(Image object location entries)
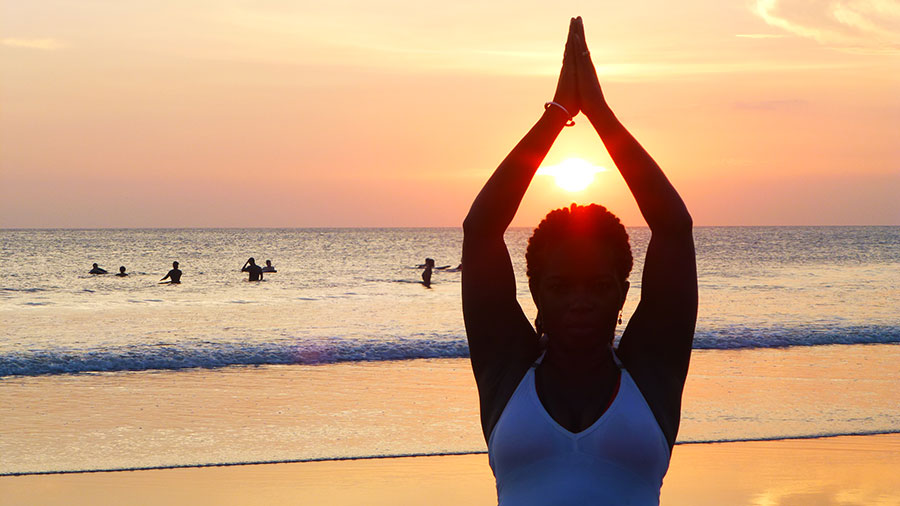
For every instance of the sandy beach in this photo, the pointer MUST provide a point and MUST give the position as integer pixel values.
(845, 470)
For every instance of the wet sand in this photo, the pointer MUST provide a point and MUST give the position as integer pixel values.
(845, 470)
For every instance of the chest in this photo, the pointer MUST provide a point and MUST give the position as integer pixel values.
(576, 405)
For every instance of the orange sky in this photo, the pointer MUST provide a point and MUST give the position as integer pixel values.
(356, 113)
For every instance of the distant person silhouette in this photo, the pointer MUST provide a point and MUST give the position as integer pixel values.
(254, 270)
(174, 275)
(426, 274)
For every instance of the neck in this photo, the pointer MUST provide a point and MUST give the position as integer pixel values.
(579, 362)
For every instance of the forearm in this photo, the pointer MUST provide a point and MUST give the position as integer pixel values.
(496, 204)
(657, 199)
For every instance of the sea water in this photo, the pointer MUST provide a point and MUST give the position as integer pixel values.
(343, 353)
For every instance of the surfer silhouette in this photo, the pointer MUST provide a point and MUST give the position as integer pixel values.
(174, 275)
(254, 270)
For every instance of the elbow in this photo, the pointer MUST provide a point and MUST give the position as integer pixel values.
(678, 223)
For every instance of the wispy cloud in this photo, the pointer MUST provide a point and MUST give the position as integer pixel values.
(44, 44)
(760, 36)
(771, 105)
(859, 26)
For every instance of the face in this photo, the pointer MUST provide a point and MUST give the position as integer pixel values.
(579, 294)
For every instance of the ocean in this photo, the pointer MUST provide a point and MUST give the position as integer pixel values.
(344, 354)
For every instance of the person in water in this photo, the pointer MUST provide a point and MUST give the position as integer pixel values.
(426, 274)
(174, 275)
(254, 270)
(574, 421)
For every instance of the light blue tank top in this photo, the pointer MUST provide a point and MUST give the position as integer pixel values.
(619, 460)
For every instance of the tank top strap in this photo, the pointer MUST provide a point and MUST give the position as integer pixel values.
(616, 358)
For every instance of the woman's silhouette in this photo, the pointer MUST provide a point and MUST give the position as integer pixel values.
(567, 419)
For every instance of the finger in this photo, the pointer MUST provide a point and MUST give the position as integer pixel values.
(579, 31)
(585, 64)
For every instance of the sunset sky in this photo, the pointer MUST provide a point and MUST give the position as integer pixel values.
(357, 113)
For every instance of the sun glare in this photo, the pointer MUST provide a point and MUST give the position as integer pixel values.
(572, 174)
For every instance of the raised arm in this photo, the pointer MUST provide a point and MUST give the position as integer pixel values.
(502, 342)
(656, 345)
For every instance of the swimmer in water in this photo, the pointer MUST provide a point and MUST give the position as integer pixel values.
(254, 270)
(426, 275)
(174, 274)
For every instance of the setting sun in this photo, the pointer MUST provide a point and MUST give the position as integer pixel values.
(572, 174)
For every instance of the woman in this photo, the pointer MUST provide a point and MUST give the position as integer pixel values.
(579, 423)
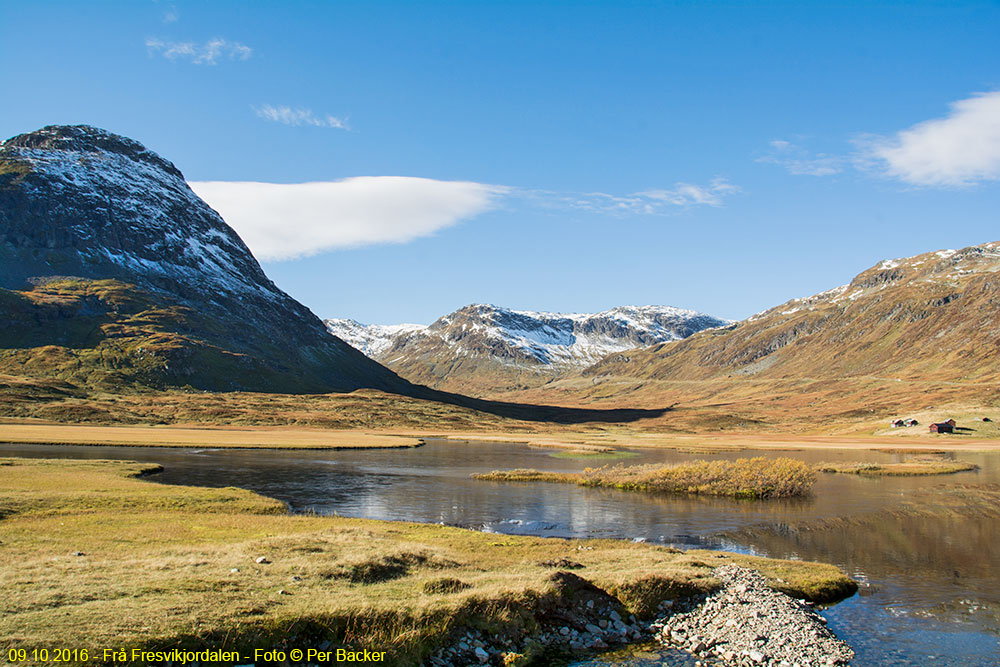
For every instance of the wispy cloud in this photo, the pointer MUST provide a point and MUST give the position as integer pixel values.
(286, 221)
(799, 161)
(206, 53)
(645, 202)
(290, 116)
(961, 149)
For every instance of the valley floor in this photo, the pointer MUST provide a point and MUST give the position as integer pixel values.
(230, 569)
(576, 442)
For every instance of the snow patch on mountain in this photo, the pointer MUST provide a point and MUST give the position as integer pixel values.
(372, 339)
(122, 182)
(518, 336)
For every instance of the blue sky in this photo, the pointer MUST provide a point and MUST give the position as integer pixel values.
(549, 156)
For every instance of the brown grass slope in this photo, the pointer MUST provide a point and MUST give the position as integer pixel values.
(906, 334)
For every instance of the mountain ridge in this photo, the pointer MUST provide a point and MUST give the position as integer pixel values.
(81, 205)
(479, 345)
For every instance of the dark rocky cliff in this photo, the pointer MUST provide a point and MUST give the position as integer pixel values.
(79, 207)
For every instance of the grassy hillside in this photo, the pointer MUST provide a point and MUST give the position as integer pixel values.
(111, 336)
(917, 335)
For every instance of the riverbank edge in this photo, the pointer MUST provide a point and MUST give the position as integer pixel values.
(521, 618)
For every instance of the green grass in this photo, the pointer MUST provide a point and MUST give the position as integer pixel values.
(169, 566)
(759, 477)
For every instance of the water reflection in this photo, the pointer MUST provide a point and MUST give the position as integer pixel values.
(918, 568)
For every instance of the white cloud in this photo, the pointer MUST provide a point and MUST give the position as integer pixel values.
(646, 202)
(208, 53)
(801, 162)
(290, 116)
(963, 148)
(285, 221)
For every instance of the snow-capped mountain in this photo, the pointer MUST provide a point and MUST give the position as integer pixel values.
(930, 317)
(487, 344)
(190, 305)
(372, 339)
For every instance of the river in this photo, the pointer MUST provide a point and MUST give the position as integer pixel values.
(930, 585)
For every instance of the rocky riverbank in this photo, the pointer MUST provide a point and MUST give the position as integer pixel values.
(744, 623)
(747, 623)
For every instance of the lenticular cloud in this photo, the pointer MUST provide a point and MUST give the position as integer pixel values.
(286, 221)
(962, 148)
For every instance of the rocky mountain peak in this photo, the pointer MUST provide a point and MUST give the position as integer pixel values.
(89, 139)
(103, 210)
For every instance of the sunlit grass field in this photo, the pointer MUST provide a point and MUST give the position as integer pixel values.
(93, 556)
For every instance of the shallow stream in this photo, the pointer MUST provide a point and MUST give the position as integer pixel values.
(930, 584)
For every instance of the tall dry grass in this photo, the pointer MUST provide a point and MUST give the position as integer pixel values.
(757, 477)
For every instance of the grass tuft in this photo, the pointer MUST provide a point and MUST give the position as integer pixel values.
(758, 477)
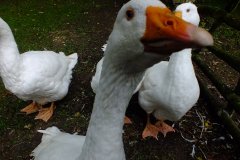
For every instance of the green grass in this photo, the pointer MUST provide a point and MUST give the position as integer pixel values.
(39, 25)
(33, 21)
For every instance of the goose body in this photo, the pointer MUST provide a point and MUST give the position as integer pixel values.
(40, 76)
(120, 75)
(170, 88)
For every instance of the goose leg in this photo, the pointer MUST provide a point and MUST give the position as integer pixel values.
(46, 113)
(150, 129)
(164, 128)
(31, 108)
(127, 120)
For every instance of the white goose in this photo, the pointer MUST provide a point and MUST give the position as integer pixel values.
(135, 44)
(40, 76)
(170, 89)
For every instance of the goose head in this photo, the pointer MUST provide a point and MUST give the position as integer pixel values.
(188, 12)
(145, 31)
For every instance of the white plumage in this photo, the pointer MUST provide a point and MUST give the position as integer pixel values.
(40, 76)
(125, 61)
(53, 138)
(170, 89)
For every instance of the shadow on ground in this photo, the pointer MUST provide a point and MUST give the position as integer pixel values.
(19, 137)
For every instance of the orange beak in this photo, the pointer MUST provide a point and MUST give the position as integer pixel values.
(178, 14)
(166, 33)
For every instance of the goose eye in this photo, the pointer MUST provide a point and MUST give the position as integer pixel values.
(129, 14)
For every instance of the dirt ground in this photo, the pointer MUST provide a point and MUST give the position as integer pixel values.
(199, 135)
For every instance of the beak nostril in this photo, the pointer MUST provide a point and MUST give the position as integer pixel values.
(169, 23)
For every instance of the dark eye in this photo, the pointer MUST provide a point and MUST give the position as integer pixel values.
(129, 14)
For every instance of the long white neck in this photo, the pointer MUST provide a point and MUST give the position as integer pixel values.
(180, 65)
(9, 54)
(104, 135)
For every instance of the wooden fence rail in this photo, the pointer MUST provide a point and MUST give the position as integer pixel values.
(232, 96)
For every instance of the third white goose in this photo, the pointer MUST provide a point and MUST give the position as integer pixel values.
(170, 89)
(135, 44)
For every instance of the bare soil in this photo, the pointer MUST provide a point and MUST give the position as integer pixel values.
(198, 131)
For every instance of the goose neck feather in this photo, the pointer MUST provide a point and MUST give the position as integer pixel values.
(110, 105)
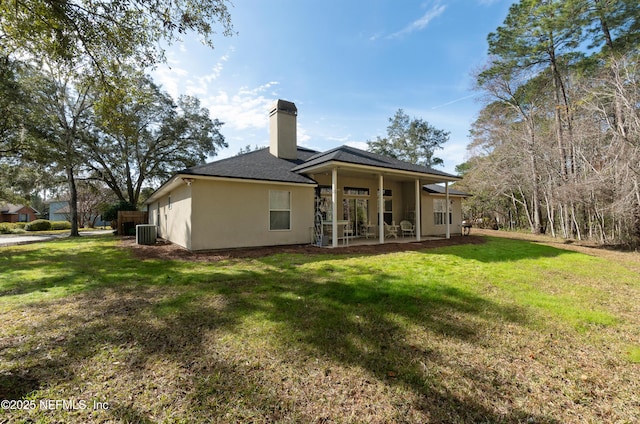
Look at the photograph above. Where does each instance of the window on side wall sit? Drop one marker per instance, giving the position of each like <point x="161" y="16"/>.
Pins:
<point x="279" y="210"/>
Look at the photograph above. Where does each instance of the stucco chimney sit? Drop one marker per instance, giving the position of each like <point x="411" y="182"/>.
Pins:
<point x="283" y="141"/>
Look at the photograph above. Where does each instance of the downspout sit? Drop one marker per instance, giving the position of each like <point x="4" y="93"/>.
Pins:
<point x="446" y="190"/>
<point x="417" y="211"/>
<point x="334" y="207"/>
<point x="381" y="208"/>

→ **Requirement**: Starting at the line that contains "of the window", print every line through the end of the listing, word for word. Leave out all the rest.

→ **Response to the exercise**:
Look at the photograph above. Where does each instance of the window on side wall sit? Drop one marker per instance, giving the position of each like <point x="161" y="16"/>.
Pins:
<point x="279" y="210"/>
Look at the photograph above. Where does each instance of the stucco chimney sit? Drop one marker per instance, giving the position of each like <point x="411" y="182"/>.
Pins:
<point x="283" y="141"/>
Look at the photograph above. Where does each instance of the downspout sit? Drop one marker per instance, giving the position of each like <point x="4" y="93"/>.
Pins:
<point x="446" y="190"/>
<point x="417" y="211"/>
<point x="334" y="207"/>
<point x="381" y="208"/>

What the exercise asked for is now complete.